Reproduce every one of the following lines word for word.

--- Recorded information ---

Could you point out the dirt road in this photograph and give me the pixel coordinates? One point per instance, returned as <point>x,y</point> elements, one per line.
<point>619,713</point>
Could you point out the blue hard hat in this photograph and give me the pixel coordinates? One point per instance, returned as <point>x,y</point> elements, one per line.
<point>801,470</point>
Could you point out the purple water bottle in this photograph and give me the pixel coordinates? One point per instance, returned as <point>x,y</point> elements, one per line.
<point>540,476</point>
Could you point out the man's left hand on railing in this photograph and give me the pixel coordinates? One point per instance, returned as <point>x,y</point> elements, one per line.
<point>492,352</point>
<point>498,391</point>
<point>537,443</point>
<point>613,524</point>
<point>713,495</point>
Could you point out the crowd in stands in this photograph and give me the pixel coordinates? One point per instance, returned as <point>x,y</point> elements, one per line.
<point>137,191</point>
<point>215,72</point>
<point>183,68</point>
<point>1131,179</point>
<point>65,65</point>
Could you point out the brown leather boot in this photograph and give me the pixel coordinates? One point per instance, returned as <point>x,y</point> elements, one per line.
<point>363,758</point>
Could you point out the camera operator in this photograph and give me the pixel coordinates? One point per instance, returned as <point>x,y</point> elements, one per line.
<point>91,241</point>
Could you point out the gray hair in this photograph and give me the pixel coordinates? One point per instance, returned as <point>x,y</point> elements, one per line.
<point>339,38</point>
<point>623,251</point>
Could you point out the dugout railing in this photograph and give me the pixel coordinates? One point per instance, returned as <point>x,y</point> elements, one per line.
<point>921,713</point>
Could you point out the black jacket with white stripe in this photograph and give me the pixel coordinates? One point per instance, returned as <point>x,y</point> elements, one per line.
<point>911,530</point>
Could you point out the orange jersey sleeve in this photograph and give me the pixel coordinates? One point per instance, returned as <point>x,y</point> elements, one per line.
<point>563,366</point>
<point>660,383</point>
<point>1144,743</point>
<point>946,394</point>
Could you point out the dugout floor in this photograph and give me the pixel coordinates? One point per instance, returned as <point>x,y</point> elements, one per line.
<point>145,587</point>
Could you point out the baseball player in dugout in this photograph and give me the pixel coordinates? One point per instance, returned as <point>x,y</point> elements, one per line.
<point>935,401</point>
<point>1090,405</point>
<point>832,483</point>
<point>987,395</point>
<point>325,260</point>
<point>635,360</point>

---

> [Worked answer]
Could you point out the dirt road in this photograph and give me the pixel coordinates? One point per instance, returned as <point>x,y</point> elements, one per line.
<point>619,713</point>
Could you point out the blue hard hat in this photograph and give me the pixel coordinates? One point per instance, returned as <point>x,y</point> elements, one per line.
<point>801,470</point>
Could you point out the purple water bottle in this photograph and give me the pixel coordinates? One point per instance, returned as <point>x,y</point> elements, one per line.
<point>540,476</point>
Could you point out the man's left hand on railing in this photograph and give me the pixel coordinates? One point per instance, returned as <point>x,y</point> elements, one per line.
<point>492,352</point>
<point>498,391</point>
<point>537,443</point>
<point>613,524</point>
<point>713,495</point>
Could you point out the crowd in stands in this photograph and give me the pixel coordinates? One point per instance, returned as <point>x,y</point> elements, one per line.
<point>137,191</point>
<point>215,72</point>
<point>183,68</point>
<point>1131,179</point>
<point>65,65</point>
Could you point out the brown leather boot in this photograph and give me the pixel coordinates? One point per instance, returned as <point>x,y</point> elements, one per line.
<point>363,758</point>
Could you point out the camera operator in this photograph and give me the pixel coordinates? One point per instance, returned as <point>x,y</point> elements, one per line.
<point>91,241</point>
Could you point out the gray hair in this photograph and give me the pixel coordinates? One point per instance, returned as <point>x,y</point> elements, one per line.
<point>339,38</point>
<point>623,251</point>
Could you point out the dugout railing in this photograph and give me the pixel coordinates? One point per instance, returned as <point>x,y</point> elements, one per line.
<point>921,713</point>
Could you point out the black jacket with white stripe in this photograph and give me the pixel coordinates? One point per instance, returned as <point>x,y</point> elements, one per line.
<point>911,530</point>
Could you point out the orange jersey sleeve in this photograph and give me the pixel coordinates? One point per instance, returned as <point>x,y</point> elements, one per line.
<point>563,366</point>
<point>660,383</point>
<point>1144,743</point>
<point>946,394</point>
Could you point out the dugout floor in this photograph and give me the pixel coordinates? One point per instance, returned as <point>x,y</point> elements, one per line.
<point>145,587</point>
Could you point out the baseball player in dugout in this photograph and give me the pixel coordinates? One point per instance, returned as <point>x,y</point> elements, one per line.
<point>935,401</point>
<point>1090,405</point>
<point>832,483</point>
<point>987,395</point>
<point>325,260</point>
<point>635,360</point>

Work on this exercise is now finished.